start

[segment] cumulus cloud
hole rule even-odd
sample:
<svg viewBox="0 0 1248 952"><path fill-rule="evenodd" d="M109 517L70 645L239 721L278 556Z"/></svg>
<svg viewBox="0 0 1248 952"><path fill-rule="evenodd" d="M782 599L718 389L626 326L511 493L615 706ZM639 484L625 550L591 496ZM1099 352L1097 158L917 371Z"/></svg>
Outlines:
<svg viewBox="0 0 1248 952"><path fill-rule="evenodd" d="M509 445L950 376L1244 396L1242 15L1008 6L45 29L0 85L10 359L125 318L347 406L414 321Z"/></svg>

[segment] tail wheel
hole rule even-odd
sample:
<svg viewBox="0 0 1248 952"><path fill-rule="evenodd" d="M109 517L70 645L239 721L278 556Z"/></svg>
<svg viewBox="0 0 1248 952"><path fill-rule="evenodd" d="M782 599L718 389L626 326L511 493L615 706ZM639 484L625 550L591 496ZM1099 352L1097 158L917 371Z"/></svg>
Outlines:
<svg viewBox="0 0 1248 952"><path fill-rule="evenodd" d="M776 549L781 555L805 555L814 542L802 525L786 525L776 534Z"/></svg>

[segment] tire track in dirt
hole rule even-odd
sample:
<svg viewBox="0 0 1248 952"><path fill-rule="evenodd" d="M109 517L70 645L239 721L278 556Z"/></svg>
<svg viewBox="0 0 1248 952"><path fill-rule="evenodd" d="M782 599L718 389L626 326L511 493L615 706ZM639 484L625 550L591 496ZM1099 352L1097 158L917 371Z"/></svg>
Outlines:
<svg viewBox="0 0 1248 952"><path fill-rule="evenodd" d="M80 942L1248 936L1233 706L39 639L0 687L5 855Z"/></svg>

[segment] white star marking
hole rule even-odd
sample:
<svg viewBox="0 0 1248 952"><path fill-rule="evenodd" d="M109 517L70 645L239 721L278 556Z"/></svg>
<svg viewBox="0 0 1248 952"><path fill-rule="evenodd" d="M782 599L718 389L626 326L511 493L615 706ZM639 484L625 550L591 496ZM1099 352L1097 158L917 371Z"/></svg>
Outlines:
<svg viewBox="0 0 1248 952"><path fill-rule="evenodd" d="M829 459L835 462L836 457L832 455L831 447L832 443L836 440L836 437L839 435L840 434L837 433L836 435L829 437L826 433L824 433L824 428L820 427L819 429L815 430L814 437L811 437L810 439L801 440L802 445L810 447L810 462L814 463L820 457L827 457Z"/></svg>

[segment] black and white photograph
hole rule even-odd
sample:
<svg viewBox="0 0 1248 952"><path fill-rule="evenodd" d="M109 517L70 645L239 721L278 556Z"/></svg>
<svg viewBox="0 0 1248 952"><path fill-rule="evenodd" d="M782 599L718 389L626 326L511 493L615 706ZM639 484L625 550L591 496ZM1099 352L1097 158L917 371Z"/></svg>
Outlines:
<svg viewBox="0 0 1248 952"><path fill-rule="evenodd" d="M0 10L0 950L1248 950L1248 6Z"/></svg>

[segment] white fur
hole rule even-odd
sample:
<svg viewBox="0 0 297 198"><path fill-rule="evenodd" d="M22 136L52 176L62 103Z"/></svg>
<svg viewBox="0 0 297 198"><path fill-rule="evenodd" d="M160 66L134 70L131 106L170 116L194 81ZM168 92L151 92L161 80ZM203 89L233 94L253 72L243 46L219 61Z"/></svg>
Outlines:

end

▶ [Problem]: Could you give the listing again with "hole rule" replaced by "fill rule" everywhere and nothing else changed?

▶ [Exercise answer]:
[segment] cumulus cloud
fill rule even-odd
sample:
<svg viewBox="0 0 1248 952"><path fill-rule="evenodd" d="M109 517L70 645L239 721L278 556Z"/></svg>
<svg viewBox="0 0 1248 952"><path fill-rule="evenodd" d="M782 599L718 389L626 326L511 493L615 706ZM639 484L625 550L591 496ZM1099 352L1097 158L917 371Z"/></svg>
Outlines:
<svg viewBox="0 0 1248 952"><path fill-rule="evenodd" d="M509 445L950 376L1244 396L1242 15L1008 6L45 29L0 85L10 359L125 318L347 406L414 321Z"/></svg>

[segment] tail wheel
fill rule even-odd
sample:
<svg viewBox="0 0 1248 952"><path fill-rule="evenodd" d="M109 517L70 645L239 721L278 556Z"/></svg>
<svg viewBox="0 0 1248 952"><path fill-rule="evenodd" d="M782 599L718 389L626 326L511 493L615 706ZM639 484L625 550L591 496ZM1099 352L1097 158L917 371Z"/></svg>
Outlines:
<svg viewBox="0 0 1248 952"><path fill-rule="evenodd" d="M776 549L781 555L805 555L814 542L802 525L786 525L776 534Z"/></svg>

[segment] tire track in dirt
fill rule even-odd
sample:
<svg viewBox="0 0 1248 952"><path fill-rule="evenodd" d="M109 517L70 645L239 721L278 556Z"/></svg>
<svg viewBox="0 0 1248 952"><path fill-rule="evenodd" d="M782 599L718 389L626 326L511 493L615 706ZM639 484L625 550L591 496ZM1099 352L1097 158L917 371Z"/></svg>
Outlines:
<svg viewBox="0 0 1248 952"><path fill-rule="evenodd" d="M80 942L1248 936L1233 706L39 639L0 687L5 855Z"/></svg>

[segment] white star marking
fill rule even-odd
sample:
<svg viewBox="0 0 1248 952"><path fill-rule="evenodd" d="M109 517L70 645L239 721L278 556Z"/></svg>
<svg viewBox="0 0 1248 952"><path fill-rule="evenodd" d="M782 599L718 389L626 326L511 493L615 706ZM639 484L625 550L591 496ZM1099 352L1097 158L917 371Z"/></svg>
Outlines:
<svg viewBox="0 0 1248 952"><path fill-rule="evenodd" d="M829 459L835 462L836 457L832 455L831 447L832 443L836 440L836 437L839 435L840 434L837 433L836 435L829 437L826 433L824 433L824 428L820 427L819 429L815 430L814 437L811 437L810 439L801 440L802 445L810 447L810 462L814 463L820 457L827 457Z"/></svg>

[segment] black and white photograph
fill rule even-odd
sample:
<svg viewBox="0 0 1248 952"><path fill-rule="evenodd" d="M109 517L70 645L239 721L278 556Z"/></svg>
<svg viewBox="0 0 1248 952"><path fill-rule="evenodd" d="M782 599L718 389L626 326L511 493L615 706ZM639 484L625 550L591 496ZM1099 352L1097 158L917 371Z"/></svg>
Outlines:
<svg viewBox="0 0 1248 952"><path fill-rule="evenodd" d="M0 10L0 950L1248 950L1248 6Z"/></svg>

[segment] white fur
fill rule even-odd
sample:
<svg viewBox="0 0 297 198"><path fill-rule="evenodd" d="M22 136L52 176L62 103Z"/></svg>
<svg viewBox="0 0 297 198"><path fill-rule="evenodd" d="M160 66L134 70L131 106L170 116L194 81ZM168 92L151 92L161 80ZM203 89L233 94L253 72L243 46L219 61Z"/></svg>
Outlines:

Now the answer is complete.